● Goal of the exercise: Rewrite the stretch of rows from the line containing "Objective — a point for each instance of the parked" through the end of the rows as a Markdown table with two columns, No. and Line, giving each line its own number and skipping blank lines.

● ● ● ●

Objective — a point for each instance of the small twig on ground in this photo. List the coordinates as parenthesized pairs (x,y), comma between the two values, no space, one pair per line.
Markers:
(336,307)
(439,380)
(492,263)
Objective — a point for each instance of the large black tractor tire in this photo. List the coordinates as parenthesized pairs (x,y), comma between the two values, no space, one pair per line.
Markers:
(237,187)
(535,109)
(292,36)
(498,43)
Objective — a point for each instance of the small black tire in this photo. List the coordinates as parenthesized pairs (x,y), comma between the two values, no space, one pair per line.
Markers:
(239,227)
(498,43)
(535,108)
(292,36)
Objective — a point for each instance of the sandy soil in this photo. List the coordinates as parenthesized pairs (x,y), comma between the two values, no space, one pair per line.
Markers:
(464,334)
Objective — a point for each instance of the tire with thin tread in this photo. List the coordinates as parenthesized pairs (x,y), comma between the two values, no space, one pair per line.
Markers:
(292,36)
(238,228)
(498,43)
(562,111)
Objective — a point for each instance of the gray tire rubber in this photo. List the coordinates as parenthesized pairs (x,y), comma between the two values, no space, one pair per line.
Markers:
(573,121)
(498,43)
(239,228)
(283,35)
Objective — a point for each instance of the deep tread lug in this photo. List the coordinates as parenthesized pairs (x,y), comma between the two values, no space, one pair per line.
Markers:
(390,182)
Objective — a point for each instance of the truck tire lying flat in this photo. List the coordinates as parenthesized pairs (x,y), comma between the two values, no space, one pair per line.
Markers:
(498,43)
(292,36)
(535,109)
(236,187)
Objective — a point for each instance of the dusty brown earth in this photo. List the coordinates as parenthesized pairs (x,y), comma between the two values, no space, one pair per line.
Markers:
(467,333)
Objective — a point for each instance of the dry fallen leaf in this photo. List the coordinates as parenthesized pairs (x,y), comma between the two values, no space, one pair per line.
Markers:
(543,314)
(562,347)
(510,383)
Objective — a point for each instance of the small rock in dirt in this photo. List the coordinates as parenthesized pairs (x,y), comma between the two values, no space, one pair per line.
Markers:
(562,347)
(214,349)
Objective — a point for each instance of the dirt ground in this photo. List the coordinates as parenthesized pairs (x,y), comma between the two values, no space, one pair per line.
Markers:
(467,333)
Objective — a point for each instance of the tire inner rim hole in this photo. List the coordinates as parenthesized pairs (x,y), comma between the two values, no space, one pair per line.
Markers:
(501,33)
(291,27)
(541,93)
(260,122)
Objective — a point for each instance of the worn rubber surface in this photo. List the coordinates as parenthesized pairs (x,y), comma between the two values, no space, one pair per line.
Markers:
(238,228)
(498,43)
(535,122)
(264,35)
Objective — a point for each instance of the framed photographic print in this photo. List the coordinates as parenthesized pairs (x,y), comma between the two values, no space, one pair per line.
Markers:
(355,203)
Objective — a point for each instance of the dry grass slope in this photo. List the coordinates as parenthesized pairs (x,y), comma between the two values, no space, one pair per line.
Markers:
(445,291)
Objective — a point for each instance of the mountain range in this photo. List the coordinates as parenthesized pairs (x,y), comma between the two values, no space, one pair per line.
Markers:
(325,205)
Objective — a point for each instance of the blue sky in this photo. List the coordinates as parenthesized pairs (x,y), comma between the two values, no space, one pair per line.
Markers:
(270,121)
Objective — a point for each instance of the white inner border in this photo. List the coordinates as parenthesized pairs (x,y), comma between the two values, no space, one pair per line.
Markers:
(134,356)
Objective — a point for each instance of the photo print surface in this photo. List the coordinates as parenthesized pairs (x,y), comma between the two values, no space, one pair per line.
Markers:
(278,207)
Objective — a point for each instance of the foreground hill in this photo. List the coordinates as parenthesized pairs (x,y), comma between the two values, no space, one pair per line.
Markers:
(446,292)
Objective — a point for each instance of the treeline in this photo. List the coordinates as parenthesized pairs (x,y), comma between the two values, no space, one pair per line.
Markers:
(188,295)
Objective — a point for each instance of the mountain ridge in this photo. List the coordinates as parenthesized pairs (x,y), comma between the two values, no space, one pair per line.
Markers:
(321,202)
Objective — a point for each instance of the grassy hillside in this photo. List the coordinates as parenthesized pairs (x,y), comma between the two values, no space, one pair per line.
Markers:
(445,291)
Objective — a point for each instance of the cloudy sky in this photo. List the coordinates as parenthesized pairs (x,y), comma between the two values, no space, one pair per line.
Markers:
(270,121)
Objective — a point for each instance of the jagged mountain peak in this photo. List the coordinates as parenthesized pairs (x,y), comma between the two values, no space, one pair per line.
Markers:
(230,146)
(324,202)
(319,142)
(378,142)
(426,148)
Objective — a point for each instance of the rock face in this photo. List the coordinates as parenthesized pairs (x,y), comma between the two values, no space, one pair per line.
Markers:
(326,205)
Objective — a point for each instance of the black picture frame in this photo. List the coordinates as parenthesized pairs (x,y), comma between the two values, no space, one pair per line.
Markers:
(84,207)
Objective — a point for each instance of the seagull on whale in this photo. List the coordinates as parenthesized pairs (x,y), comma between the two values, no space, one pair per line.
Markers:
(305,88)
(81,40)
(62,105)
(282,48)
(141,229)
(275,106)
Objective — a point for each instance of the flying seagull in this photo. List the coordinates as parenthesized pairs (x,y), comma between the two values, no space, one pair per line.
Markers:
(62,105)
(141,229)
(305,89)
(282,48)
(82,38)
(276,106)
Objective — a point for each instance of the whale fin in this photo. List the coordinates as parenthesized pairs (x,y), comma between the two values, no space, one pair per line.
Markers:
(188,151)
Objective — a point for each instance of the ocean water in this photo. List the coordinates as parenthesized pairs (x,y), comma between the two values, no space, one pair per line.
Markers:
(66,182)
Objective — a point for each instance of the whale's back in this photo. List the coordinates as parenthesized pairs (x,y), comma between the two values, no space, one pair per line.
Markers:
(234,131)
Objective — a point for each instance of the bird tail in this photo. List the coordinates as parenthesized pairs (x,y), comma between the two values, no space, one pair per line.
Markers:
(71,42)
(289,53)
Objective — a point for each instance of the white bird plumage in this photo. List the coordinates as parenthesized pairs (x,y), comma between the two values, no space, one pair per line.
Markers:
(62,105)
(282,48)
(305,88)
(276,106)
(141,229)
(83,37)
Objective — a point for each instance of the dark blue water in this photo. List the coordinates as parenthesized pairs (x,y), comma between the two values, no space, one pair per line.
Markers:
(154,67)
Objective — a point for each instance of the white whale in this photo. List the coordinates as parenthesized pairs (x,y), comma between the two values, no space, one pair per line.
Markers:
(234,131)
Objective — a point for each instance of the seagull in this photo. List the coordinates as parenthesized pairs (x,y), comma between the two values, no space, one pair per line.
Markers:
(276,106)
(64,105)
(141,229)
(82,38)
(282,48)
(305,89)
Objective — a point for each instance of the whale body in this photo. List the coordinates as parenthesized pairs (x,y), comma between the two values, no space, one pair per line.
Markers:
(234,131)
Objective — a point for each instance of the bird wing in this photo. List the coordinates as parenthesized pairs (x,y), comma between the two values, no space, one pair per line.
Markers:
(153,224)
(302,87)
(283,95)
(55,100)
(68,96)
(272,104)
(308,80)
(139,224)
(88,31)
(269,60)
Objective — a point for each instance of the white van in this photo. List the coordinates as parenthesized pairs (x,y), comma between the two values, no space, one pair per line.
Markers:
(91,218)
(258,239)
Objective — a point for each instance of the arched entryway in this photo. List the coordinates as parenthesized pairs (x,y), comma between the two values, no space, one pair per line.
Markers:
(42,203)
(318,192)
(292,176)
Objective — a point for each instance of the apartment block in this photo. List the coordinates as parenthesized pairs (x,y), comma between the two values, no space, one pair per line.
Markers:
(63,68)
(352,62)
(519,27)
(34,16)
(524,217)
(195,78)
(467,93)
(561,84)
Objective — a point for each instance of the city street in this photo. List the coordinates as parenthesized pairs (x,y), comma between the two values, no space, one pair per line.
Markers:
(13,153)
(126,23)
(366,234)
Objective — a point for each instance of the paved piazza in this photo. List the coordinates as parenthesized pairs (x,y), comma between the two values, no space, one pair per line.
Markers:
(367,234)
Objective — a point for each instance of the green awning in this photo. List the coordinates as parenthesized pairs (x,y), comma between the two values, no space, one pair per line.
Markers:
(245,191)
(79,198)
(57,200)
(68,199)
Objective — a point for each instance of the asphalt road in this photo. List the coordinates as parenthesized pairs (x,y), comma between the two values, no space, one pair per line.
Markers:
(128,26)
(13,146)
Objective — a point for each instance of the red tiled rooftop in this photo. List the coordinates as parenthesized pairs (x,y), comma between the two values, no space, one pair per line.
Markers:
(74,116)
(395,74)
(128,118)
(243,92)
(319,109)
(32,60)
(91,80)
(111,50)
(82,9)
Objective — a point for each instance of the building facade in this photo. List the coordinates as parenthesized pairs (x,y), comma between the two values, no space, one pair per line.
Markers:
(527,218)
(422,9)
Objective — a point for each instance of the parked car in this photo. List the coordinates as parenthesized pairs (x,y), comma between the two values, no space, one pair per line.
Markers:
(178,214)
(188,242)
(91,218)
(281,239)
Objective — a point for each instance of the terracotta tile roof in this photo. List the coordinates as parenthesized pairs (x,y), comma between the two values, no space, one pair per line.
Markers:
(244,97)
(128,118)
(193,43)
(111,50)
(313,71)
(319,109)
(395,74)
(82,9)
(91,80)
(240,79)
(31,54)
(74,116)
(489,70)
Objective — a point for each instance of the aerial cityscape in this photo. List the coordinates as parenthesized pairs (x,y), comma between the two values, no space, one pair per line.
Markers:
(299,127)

● ● ● ●

● Answer to the exercise:
| No. | Line |
|---|---|
| 1 | Objective — a point for each instance of the parked car in this photo. List the coordinates as parenthesized pairs (x,y), comma between the two values, no space, one pair per line. |
| 2 | Markers: |
| 3 | (178,214) |
| 4 | (188,242) |
| 5 | (91,218) |
| 6 | (281,239) |
| 7 | Objective — a point for each instance of the terracotta tile roof in this photo. List the coordinates as parenthesized pairs (x,y), comma between the two values, no space, one pair per line. |
| 8 | Markers: |
| 9 | (244,97) |
| 10 | (128,118) |
| 11 | (193,43) |
| 12 | (111,50) |
| 13 | (313,71) |
| 14 | (319,109) |
| 15 | (395,74) |
| 16 | (82,9) |
| 17 | (91,80) |
| 18 | (240,79) |
| 19 | (31,54) |
| 20 | (74,116) |
| 21 | (489,70) |
| 22 | Objective — a point for each instance of the aerial cityscape in this photo. List the coordinates as parenthesized pairs (x,y), comma between the two values, no space, one pair per line. |
| 23 | Markers: |
| 24 | (299,127) |